* What you are asked to do: In the records below, find the line containing "# test: identify the tour" and restate it and all lines after it exactly, through the last line.

- - -

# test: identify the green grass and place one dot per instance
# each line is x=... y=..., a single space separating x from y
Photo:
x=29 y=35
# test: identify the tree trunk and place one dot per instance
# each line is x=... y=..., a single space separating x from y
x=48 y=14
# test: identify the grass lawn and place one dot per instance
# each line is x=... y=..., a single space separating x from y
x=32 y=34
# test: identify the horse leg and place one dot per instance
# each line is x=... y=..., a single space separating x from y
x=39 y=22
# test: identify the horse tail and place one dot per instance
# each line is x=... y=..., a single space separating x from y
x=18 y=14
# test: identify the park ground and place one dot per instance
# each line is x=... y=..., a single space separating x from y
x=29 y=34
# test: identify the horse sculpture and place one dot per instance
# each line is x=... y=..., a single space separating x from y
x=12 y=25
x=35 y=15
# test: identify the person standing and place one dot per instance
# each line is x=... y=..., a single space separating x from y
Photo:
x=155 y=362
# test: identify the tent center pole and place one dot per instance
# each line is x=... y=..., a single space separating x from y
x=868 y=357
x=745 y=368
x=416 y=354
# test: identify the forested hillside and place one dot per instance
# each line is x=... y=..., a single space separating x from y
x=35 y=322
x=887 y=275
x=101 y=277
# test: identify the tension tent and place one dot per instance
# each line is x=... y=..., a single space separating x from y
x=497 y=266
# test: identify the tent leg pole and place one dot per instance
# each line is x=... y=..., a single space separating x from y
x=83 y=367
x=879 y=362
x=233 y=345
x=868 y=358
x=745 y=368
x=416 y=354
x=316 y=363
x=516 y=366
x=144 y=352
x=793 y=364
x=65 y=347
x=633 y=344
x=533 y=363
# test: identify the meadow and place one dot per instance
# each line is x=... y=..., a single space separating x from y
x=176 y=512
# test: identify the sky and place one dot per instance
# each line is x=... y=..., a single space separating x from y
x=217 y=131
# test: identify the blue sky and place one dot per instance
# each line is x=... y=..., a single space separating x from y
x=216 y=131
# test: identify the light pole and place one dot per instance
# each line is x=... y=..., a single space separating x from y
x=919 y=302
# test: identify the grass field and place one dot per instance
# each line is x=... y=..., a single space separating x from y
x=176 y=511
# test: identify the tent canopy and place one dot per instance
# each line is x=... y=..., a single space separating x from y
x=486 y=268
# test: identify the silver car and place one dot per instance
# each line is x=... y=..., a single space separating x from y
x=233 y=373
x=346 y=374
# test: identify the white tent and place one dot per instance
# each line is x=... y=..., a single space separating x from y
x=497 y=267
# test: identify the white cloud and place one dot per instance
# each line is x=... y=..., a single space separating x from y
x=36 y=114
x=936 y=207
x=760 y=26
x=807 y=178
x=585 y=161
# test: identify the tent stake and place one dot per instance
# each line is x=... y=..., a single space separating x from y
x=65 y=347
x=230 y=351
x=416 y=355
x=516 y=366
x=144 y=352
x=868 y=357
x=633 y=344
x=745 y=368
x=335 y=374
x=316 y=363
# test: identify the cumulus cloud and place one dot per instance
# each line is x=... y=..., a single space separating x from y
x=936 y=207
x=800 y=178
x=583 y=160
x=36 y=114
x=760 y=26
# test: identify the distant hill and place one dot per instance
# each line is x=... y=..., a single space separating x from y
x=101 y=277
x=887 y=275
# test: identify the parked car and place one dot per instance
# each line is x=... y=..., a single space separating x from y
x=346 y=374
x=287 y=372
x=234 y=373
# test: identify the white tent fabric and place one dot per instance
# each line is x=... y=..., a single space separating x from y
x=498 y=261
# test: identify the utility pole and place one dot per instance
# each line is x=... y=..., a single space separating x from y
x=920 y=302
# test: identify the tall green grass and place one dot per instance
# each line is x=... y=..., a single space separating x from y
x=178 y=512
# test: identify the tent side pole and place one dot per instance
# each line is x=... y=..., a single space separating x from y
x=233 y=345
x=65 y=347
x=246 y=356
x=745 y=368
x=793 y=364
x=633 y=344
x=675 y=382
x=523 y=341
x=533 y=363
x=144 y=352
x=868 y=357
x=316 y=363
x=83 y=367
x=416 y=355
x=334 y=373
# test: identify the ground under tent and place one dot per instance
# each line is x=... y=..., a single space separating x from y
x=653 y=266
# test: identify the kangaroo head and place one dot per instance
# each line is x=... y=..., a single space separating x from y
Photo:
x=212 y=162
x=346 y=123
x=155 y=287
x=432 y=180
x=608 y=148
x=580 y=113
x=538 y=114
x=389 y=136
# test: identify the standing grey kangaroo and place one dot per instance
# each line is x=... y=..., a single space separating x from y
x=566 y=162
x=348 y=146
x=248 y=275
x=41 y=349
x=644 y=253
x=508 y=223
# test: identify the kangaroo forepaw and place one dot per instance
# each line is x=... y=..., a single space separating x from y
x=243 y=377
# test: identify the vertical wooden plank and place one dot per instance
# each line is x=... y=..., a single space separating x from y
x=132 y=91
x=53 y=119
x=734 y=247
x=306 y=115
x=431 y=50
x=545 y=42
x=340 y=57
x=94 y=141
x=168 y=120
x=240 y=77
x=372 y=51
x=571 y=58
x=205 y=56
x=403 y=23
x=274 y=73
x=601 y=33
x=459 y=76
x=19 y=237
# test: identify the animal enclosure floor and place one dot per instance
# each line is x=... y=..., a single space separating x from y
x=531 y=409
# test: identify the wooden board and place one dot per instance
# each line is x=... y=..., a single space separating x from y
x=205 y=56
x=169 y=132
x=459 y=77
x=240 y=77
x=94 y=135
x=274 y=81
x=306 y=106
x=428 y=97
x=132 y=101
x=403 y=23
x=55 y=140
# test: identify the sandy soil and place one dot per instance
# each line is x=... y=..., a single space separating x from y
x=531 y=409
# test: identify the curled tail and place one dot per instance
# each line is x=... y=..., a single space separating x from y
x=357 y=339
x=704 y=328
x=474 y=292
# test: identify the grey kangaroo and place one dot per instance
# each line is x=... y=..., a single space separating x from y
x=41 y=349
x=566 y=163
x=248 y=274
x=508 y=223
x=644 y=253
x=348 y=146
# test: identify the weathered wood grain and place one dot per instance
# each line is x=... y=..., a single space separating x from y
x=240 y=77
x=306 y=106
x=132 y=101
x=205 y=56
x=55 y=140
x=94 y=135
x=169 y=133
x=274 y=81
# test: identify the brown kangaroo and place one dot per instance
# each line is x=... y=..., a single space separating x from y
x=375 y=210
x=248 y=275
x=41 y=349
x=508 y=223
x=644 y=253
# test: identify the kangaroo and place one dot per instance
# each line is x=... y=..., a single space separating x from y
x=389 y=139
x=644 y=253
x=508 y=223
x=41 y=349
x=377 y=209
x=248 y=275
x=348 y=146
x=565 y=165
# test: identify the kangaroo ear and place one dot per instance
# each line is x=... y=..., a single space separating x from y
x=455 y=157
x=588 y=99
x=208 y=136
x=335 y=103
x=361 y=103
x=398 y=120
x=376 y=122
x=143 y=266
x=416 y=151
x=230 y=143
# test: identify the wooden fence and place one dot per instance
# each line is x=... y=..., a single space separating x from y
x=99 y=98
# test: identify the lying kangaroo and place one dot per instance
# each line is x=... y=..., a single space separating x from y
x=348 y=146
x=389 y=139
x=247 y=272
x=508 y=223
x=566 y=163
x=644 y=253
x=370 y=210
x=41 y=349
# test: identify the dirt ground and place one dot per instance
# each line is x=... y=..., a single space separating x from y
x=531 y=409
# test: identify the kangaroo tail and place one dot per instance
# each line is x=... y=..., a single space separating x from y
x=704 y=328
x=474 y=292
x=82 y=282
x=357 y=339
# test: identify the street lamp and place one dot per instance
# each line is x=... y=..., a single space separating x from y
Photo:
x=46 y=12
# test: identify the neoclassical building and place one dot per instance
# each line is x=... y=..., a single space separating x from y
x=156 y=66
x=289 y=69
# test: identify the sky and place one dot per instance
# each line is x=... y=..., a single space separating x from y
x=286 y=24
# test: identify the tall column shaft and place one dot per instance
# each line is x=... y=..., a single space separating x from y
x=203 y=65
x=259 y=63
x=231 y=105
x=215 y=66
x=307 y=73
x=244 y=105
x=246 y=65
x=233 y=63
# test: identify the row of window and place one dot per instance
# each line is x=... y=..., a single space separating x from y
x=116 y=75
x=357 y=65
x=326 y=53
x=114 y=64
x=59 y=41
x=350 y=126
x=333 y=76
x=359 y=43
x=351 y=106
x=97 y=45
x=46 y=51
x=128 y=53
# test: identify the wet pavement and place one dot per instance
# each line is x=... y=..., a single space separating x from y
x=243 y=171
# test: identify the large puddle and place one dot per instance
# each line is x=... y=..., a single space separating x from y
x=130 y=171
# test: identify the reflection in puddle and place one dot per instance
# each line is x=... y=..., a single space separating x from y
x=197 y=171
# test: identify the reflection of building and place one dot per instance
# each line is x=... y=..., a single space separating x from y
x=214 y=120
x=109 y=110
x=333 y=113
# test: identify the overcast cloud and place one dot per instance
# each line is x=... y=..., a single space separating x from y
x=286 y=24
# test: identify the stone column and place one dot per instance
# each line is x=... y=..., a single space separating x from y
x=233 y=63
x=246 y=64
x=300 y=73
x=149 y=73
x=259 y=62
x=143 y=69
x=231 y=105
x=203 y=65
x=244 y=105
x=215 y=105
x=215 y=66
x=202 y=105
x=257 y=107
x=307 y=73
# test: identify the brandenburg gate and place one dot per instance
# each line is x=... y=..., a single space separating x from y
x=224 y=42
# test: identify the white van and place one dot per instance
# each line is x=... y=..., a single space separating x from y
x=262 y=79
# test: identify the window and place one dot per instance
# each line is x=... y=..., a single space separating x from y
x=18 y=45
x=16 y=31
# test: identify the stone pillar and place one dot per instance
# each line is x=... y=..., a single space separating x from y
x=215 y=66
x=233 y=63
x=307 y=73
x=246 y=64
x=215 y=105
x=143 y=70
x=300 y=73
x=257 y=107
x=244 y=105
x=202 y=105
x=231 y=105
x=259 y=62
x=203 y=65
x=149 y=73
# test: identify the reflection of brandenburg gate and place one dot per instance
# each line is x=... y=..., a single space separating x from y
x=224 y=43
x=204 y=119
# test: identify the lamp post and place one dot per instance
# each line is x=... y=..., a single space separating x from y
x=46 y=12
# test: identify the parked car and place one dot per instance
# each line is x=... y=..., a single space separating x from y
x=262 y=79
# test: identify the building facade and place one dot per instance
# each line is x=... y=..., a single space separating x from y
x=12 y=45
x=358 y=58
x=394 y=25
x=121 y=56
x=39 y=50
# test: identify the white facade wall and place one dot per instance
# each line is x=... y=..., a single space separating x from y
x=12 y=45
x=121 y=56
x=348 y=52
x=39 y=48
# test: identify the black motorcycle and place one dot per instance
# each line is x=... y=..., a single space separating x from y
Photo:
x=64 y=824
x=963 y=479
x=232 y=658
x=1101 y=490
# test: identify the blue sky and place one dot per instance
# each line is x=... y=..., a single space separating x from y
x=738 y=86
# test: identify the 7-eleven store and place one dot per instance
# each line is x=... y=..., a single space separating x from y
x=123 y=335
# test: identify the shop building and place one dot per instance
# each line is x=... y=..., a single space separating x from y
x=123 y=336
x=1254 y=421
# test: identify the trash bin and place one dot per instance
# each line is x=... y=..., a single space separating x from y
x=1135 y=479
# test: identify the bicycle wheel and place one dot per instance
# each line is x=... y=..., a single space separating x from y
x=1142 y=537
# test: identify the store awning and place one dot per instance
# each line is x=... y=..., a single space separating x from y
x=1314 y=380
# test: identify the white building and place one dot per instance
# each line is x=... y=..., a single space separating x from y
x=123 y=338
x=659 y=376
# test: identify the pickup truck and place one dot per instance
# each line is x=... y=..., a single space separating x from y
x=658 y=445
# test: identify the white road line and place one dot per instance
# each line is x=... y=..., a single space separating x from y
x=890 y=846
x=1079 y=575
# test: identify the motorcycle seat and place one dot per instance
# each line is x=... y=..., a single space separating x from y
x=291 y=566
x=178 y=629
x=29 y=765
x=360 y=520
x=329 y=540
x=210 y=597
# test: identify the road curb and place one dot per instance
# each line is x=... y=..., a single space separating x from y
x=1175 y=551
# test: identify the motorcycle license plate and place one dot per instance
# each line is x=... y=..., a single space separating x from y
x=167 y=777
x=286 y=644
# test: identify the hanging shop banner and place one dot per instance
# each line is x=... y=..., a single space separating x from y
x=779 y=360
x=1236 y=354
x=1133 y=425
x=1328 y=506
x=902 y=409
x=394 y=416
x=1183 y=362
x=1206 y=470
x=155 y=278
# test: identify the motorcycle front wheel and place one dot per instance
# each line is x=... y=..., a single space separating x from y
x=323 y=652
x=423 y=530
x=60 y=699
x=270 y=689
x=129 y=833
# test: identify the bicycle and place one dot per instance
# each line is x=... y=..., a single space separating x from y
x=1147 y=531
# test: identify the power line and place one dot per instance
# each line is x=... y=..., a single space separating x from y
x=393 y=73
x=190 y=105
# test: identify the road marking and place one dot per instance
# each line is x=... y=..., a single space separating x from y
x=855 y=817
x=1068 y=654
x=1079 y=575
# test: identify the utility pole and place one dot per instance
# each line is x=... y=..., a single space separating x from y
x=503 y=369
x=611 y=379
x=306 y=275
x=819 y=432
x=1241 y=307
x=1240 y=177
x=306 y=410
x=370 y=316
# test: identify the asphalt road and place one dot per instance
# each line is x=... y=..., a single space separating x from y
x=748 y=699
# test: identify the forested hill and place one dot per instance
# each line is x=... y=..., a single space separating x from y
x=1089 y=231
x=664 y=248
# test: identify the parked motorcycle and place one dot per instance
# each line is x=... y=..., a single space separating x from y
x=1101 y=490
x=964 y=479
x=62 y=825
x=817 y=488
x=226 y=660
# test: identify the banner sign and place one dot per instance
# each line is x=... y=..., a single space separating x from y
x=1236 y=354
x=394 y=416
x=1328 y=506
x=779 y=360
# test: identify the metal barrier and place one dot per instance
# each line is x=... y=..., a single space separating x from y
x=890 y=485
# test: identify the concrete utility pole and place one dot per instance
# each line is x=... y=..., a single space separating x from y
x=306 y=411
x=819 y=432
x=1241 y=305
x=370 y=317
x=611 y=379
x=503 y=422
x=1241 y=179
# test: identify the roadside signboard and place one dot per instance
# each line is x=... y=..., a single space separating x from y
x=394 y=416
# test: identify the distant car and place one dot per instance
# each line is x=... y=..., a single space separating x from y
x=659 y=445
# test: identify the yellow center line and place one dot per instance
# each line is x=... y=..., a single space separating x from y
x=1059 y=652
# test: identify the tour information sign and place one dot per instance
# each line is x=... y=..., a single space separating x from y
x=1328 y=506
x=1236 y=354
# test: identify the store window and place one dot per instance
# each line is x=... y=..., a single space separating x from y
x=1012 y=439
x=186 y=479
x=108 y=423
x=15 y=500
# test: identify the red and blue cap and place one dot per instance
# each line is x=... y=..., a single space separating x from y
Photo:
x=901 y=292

- - -

* Solved exercise:
# test: identify the tour information sign and place one dot per instance
# each line is x=... y=..., a single space separating x from y
x=1328 y=506
x=1236 y=354
# test: identify the store window and place one dot per instance
# each line is x=... y=..., a single space separating x from y
x=1012 y=439
x=186 y=479
x=108 y=423
x=15 y=500
# test: identify the red and blue cap and place one dot per instance
# each line is x=... y=..., a single space separating x from y
Photo:
x=901 y=292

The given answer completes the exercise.